* PROBLEM DESCRIPTION:
Reproduce the listing word for word, starting at its first line and ending at the line that contains "point(506, 148)", with both ends included. Omit the pictures from your copy.

(Data records)
──────────

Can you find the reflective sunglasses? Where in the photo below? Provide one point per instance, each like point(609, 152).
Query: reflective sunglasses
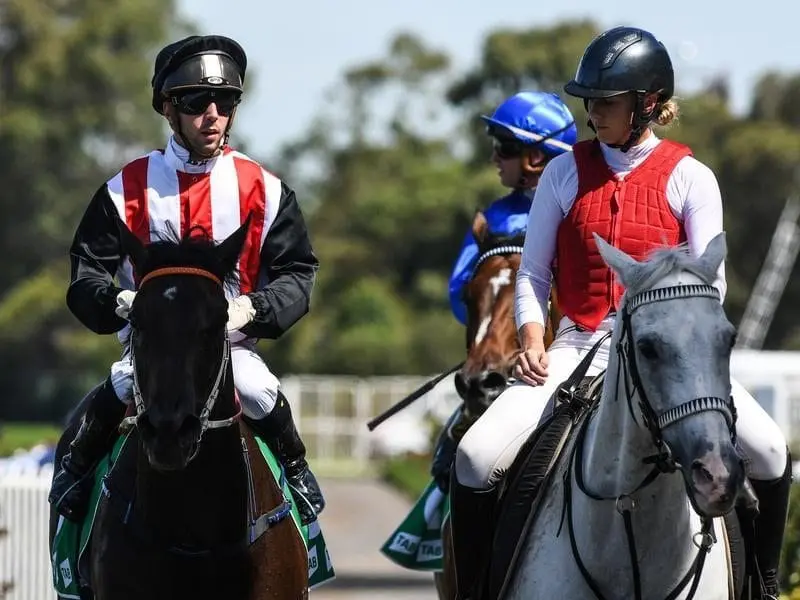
point(196, 103)
point(506, 148)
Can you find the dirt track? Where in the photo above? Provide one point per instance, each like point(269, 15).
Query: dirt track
point(359, 516)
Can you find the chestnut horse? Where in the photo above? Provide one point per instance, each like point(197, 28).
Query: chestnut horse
point(492, 344)
point(189, 508)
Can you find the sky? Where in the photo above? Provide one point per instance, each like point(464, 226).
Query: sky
point(300, 48)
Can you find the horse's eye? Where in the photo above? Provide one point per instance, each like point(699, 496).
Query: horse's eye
point(648, 349)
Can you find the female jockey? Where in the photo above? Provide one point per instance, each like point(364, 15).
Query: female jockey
point(528, 130)
point(626, 80)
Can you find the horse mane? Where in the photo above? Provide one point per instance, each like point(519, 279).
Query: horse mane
point(662, 262)
point(196, 248)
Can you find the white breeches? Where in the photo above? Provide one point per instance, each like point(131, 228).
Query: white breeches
point(489, 447)
point(255, 383)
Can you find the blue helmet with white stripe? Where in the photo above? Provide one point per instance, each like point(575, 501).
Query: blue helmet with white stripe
point(538, 119)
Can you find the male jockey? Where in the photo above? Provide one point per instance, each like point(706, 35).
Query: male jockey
point(528, 130)
point(196, 180)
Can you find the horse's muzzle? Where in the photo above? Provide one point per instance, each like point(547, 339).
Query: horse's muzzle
point(715, 481)
point(479, 390)
point(169, 448)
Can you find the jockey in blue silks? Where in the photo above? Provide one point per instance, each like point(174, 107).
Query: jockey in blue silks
point(528, 129)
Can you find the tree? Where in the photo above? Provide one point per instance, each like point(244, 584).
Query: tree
point(74, 93)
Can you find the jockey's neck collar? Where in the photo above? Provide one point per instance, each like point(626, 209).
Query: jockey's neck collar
point(180, 158)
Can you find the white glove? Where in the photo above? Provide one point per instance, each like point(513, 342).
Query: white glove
point(240, 312)
point(124, 303)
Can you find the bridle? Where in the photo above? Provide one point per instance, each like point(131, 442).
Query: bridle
point(205, 422)
point(663, 461)
point(504, 248)
point(653, 421)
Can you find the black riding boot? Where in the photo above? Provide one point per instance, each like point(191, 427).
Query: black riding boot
point(72, 484)
point(773, 507)
point(472, 525)
point(277, 429)
point(445, 449)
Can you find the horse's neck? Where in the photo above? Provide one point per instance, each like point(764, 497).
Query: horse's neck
point(615, 444)
point(205, 503)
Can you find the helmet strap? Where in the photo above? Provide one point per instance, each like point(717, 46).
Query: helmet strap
point(639, 122)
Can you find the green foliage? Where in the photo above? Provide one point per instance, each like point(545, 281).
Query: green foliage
point(75, 98)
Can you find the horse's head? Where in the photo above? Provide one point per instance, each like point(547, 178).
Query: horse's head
point(675, 347)
point(491, 333)
point(180, 348)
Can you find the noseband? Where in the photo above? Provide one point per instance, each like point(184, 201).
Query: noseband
point(205, 422)
point(657, 422)
point(663, 461)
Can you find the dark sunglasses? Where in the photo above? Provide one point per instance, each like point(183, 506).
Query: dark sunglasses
point(196, 103)
point(508, 148)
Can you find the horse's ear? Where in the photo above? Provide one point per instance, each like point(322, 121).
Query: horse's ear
point(230, 248)
point(616, 259)
point(714, 253)
point(480, 227)
point(131, 245)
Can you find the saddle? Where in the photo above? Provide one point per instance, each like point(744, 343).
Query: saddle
point(521, 489)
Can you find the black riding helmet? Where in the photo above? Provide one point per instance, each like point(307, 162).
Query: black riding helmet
point(622, 60)
point(212, 62)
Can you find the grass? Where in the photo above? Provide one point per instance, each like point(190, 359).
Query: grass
point(409, 474)
point(14, 436)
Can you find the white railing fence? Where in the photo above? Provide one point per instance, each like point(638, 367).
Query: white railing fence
point(331, 413)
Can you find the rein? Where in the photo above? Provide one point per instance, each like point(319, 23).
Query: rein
point(663, 461)
point(206, 422)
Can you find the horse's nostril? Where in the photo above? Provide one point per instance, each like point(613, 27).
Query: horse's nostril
point(701, 472)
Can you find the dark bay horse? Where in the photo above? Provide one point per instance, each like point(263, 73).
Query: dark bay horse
point(492, 343)
point(189, 509)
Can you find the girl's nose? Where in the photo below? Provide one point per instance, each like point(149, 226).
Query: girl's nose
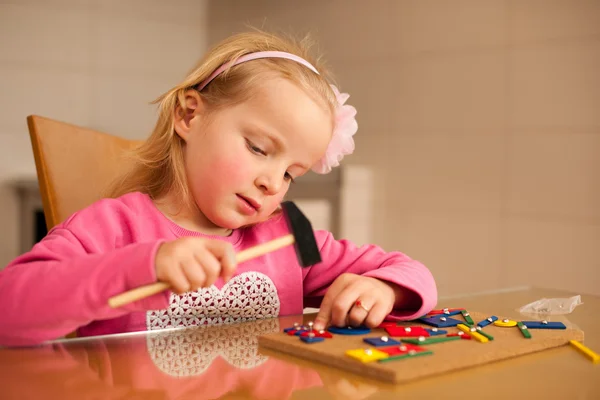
point(270, 182)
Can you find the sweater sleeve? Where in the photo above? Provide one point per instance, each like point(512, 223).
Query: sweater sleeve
point(62, 284)
point(342, 256)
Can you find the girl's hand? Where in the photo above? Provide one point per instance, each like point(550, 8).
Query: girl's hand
point(191, 263)
point(356, 300)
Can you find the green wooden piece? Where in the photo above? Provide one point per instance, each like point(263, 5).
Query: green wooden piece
point(524, 330)
point(467, 317)
point(487, 335)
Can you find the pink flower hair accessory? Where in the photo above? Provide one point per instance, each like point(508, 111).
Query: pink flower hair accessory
point(342, 143)
point(345, 125)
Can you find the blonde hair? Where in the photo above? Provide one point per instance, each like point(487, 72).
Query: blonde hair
point(158, 164)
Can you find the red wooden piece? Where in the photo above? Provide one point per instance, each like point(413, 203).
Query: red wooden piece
point(402, 349)
point(409, 331)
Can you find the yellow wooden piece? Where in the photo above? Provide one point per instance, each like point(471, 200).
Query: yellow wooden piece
point(507, 324)
point(367, 355)
point(474, 334)
point(595, 358)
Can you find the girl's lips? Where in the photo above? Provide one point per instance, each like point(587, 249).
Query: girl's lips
point(247, 205)
point(252, 202)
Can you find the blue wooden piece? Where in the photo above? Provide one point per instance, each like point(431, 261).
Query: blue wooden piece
point(286, 330)
point(436, 333)
point(308, 339)
point(378, 342)
point(349, 330)
point(439, 323)
point(541, 325)
point(487, 321)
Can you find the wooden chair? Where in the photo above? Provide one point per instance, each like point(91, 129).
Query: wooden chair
point(74, 165)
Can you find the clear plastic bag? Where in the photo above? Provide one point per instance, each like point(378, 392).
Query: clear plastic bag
point(557, 306)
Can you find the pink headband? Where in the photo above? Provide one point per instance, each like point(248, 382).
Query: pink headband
point(255, 56)
point(345, 123)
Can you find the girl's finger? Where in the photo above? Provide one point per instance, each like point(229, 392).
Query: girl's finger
point(360, 310)
point(342, 305)
point(194, 274)
point(377, 314)
point(324, 317)
point(210, 265)
point(224, 254)
point(178, 280)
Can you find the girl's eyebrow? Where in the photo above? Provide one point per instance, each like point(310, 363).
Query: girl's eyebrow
point(279, 145)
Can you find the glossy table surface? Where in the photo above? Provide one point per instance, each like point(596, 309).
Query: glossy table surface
point(225, 362)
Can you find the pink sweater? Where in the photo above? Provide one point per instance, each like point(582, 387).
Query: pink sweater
point(64, 282)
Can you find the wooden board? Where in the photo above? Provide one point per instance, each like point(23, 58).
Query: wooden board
point(448, 356)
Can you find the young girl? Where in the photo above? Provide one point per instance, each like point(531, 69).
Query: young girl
point(252, 116)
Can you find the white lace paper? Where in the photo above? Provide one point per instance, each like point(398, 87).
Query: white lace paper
point(248, 296)
point(190, 352)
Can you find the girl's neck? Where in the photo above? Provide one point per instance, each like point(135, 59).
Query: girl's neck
point(188, 216)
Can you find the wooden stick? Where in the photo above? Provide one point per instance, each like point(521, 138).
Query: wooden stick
point(154, 288)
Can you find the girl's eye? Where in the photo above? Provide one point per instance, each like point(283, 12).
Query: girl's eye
point(255, 149)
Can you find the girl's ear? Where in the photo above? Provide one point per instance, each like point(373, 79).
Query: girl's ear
point(182, 117)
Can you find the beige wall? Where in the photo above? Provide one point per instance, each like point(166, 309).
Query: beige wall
point(96, 63)
point(481, 120)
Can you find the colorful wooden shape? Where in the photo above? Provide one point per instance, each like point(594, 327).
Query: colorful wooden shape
point(446, 311)
point(382, 341)
point(523, 328)
point(405, 356)
point(436, 332)
point(322, 333)
point(461, 334)
point(505, 323)
point(467, 317)
point(544, 325)
point(439, 321)
point(487, 321)
point(483, 333)
point(292, 328)
point(366, 355)
point(386, 324)
point(432, 340)
point(311, 339)
point(406, 331)
point(594, 357)
point(402, 349)
point(349, 330)
point(474, 334)
point(297, 332)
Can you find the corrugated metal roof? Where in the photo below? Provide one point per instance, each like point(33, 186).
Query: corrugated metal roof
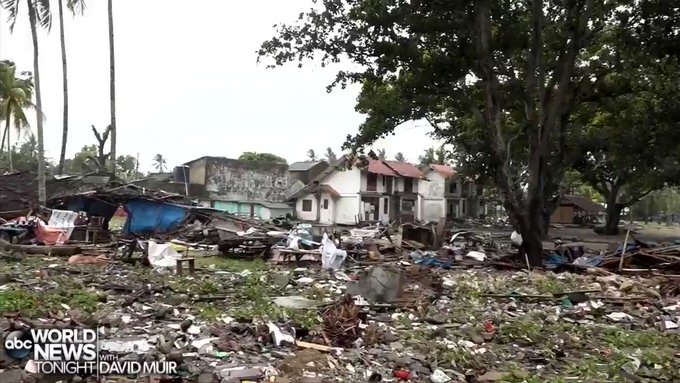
point(444, 170)
point(380, 167)
point(405, 169)
point(302, 166)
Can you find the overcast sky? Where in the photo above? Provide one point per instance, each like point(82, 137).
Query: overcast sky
point(188, 84)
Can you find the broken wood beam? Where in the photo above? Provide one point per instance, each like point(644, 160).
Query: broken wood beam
point(63, 251)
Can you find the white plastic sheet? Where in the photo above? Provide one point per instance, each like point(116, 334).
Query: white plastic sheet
point(64, 220)
point(331, 256)
point(162, 255)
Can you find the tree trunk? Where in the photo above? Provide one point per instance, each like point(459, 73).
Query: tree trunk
point(9, 148)
point(42, 194)
point(112, 69)
point(64, 73)
point(5, 132)
point(611, 226)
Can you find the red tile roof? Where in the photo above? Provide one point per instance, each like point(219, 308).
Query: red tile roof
point(444, 170)
point(405, 169)
point(380, 167)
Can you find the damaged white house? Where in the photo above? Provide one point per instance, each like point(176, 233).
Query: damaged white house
point(384, 191)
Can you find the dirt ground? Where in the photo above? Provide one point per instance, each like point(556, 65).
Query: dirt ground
point(649, 233)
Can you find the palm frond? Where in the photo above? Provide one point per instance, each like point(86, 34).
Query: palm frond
point(12, 8)
point(43, 13)
point(77, 7)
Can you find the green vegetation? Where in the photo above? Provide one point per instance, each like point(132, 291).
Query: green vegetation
point(522, 91)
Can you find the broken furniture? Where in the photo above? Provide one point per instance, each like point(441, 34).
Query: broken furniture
point(189, 262)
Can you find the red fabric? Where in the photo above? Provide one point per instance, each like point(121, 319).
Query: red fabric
point(49, 235)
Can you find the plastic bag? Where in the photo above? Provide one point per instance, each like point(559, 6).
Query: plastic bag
point(331, 256)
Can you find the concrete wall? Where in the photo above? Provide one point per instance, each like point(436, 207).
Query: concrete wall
point(246, 181)
point(197, 172)
point(431, 199)
point(346, 181)
point(305, 215)
point(434, 186)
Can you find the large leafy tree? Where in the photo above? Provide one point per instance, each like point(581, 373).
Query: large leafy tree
point(434, 156)
point(39, 15)
point(112, 85)
point(15, 96)
point(629, 147)
point(75, 7)
point(261, 157)
point(499, 80)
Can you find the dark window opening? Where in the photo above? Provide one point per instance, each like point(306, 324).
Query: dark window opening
point(371, 182)
point(408, 185)
point(306, 205)
point(453, 187)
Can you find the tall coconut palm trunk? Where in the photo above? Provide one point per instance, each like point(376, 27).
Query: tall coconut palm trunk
point(112, 89)
point(42, 194)
point(64, 134)
point(5, 136)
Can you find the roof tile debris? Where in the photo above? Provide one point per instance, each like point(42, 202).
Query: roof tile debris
point(582, 202)
point(444, 170)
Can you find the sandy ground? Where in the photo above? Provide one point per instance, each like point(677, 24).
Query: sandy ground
point(648, 233)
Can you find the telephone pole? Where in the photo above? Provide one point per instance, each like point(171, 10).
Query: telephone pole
point(136, 167)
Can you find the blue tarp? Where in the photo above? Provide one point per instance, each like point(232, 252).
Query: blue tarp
point(147, 217)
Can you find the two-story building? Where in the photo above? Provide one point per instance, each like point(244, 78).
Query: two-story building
point(347, 193)
point(445, 193)
point(255, 189)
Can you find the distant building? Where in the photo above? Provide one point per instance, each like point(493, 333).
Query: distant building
point(575, 210)
point(255, 189)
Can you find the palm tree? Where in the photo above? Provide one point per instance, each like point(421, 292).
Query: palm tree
point(159, 162)
point(311, 155)
point(76, 7)
point(428, 158)
point(439, 156)
point(382, 155)
point(112, 88)
point(330, 155)
point(15, 96)
point(38, 15)
point(442, 155)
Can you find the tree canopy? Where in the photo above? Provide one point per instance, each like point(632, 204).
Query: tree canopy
point(499, 80)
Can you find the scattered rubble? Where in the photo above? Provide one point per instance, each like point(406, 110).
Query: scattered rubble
point(235, 300)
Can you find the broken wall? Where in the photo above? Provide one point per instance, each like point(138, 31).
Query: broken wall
point(246, 181)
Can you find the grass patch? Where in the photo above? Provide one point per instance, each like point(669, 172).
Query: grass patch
point(232, 264)
point(36, 304)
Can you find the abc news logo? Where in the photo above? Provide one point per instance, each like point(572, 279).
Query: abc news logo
point(19, 344)
point(52, 344)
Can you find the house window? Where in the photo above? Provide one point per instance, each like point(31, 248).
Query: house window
point(453, 187)
point(371, 182)
point(408, 185)
point(306, 205)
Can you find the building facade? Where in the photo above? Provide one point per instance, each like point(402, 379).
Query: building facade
point(255, 189)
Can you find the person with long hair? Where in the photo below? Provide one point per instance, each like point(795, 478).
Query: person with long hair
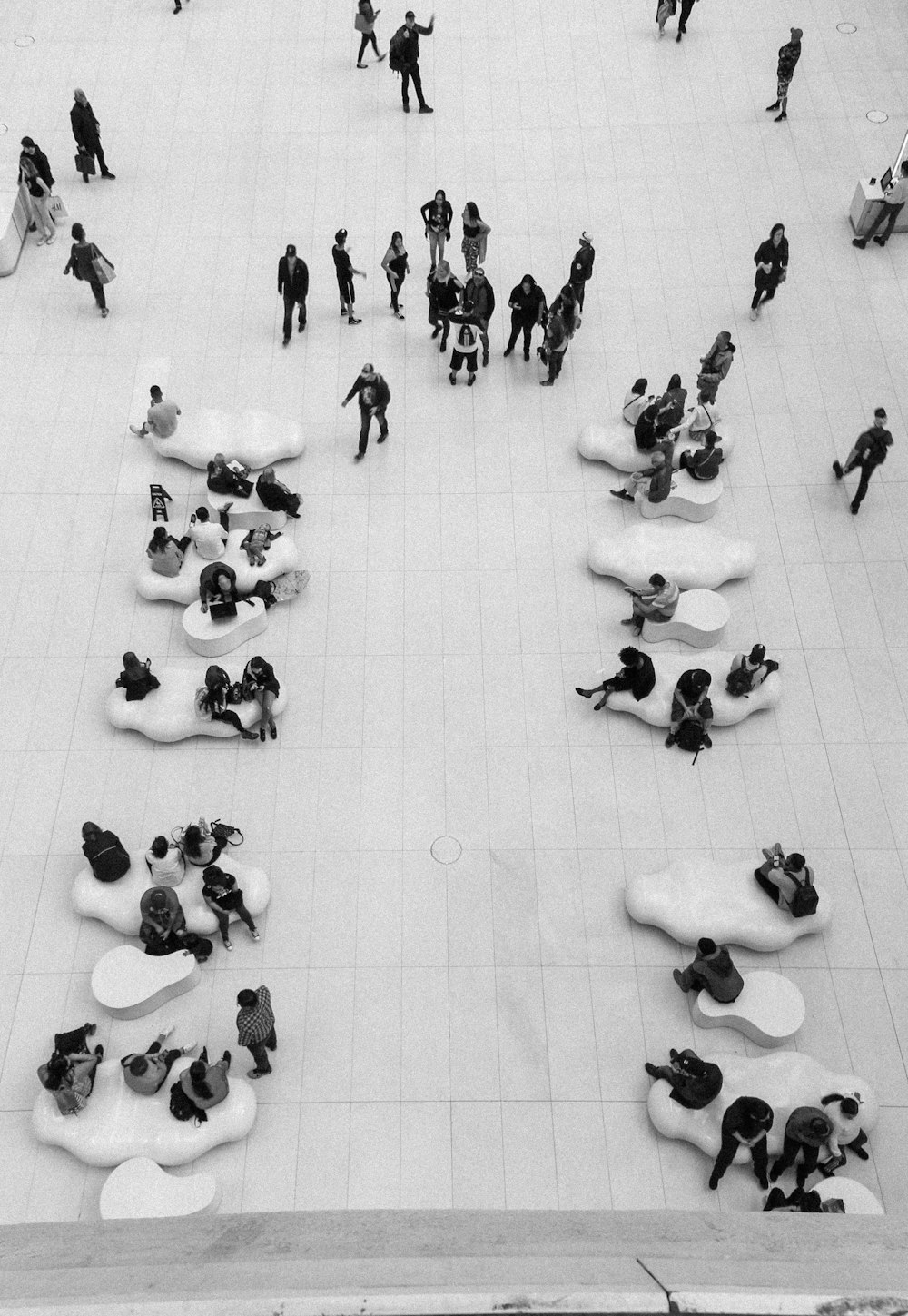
point(396, 269)
point(475, 233)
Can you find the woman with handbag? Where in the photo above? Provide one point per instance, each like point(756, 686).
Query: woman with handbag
point(772, 261)
point(90, 266)
point(365, 23)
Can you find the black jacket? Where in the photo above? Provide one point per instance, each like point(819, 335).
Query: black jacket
point(84, 128)
point(299, 284)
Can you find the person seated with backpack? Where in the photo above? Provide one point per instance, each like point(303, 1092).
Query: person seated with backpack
point(749, 671)
point(712, 972)
point(224, 480)
point(788, 881)
point(636, 401)
point(107, 856)
point(703, 462)
point(637, 676)
point(277, 496)
point(691, 712)
point(694, 1082)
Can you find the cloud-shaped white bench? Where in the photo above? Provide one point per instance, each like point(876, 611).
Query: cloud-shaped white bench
point(246, 512)
point(614, 444)
point(702, 897)
point(656, 708)
point(255, 439)
point(691, 556)
point(769, 1010)
point(169, 714)
point(128, 984)
point(116, 903)
point(699, 620)
point(214, 638)
point(785, 1081)
point(140, 1190)
point(690, 499)
point(281, 556)
point(119, 1124)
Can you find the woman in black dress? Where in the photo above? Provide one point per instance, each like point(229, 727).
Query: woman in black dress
point(772, 261)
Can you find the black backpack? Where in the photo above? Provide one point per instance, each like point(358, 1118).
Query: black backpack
point(183, 1108)
point(398, 50)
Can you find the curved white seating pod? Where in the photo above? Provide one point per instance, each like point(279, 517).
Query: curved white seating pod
point(116, 903)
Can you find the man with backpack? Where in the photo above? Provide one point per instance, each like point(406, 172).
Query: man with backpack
point(404, 58)
point(869, 453)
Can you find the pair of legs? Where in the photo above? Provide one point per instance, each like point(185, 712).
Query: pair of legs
point(518, 327)
point(261, 1054)
point(365, 421)
point(726, 1153)
point(436, 248)
point(224, 923)
point(790, 1149)
point(459, 358)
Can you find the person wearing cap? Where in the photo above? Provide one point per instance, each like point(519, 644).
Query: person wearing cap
point(582, 267)
point(293, 287)
point(788, 57)
point(869, 453)
point(374, 396)
point(85, 132)
point(410, 61)
point(890, 211)
point(478, 302)
point(345, 272)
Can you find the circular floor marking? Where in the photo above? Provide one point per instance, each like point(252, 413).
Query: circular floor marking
point(447, 849)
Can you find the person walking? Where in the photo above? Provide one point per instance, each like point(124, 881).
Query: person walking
point(82, 263)
point(345, 272)
point(890, 211)
point(365, 23)
point(788, 57)
point(293, 287)
point(410, 59)
point(255, 1028)
point(475, 232)
point(772, 261)
point(396, 269)
point(582, 269)
point(479, 302)
point(85, 132)
point(374, 396)
point(528, 310)
point(869, 451)
point(437, 216)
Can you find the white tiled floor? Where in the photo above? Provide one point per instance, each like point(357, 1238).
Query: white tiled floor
point(471, 1036)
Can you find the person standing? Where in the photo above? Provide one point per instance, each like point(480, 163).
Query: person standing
point(479, 302)
point(293, 287)
point(475, 232)
point(345, 272)
point(788, 57)
point(82, 255)
point(890, 211)
point(255, 1028)
point(772, 261)
point(869, 453)
point(374, 396)
point(365, 23)
point(410, 59)
point(396, 269)
point(85, 132)
point(528, 310)
point(437, 216)
point(582, 267)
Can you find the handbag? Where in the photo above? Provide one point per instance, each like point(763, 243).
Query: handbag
point(104, 272)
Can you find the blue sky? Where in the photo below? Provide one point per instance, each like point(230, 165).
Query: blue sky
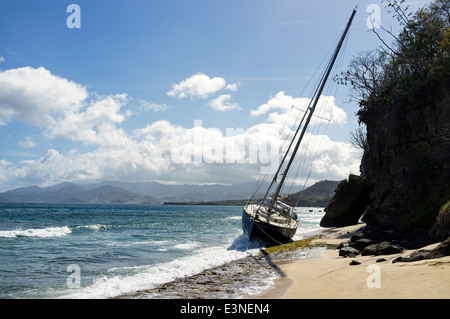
point(111, 100)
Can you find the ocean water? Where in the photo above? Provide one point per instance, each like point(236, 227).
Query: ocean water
point(103, 251)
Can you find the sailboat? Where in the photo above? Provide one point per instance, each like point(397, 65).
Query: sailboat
point(273, 219)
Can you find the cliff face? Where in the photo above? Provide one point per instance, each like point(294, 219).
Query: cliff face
point(408, 162)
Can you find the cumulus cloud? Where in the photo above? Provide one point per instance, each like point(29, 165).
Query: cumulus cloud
point(35, 96)
point(159, 151)
point(199, 85)
point(28, 142)
point(282, 103)
point(222, 103)
point(147, 106)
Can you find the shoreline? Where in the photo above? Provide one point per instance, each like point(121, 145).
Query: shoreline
point(329, 276)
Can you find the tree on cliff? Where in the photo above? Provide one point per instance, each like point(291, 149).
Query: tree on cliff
point(403, 91)
point(418, 58)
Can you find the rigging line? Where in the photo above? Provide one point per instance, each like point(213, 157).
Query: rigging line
point(315, 157)
point(317, 92)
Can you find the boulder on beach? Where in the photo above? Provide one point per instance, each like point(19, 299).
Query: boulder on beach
point(348, 203)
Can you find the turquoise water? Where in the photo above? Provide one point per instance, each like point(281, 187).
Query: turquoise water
point(101, 251)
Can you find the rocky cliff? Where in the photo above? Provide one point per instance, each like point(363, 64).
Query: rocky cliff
point(403, 91)
point(408, 163)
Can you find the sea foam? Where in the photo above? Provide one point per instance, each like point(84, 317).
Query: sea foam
point(33, 232)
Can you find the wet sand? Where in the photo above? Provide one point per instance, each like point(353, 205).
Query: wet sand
point(331, 276)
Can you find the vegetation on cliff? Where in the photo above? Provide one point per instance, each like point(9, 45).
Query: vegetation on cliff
point(403, 91)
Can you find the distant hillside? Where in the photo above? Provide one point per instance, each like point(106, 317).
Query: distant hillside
point(127, 193)
point(73, 194)
point(319, 194)
point(154, 193)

──────────

* OUTPUT BELOW:
Can you find the reflective sunglasses? Where in the photo below? Provide one point per instance, each like point(609, 152).
Query: reflective sunglasses
point(196, 103)
point(506, 148)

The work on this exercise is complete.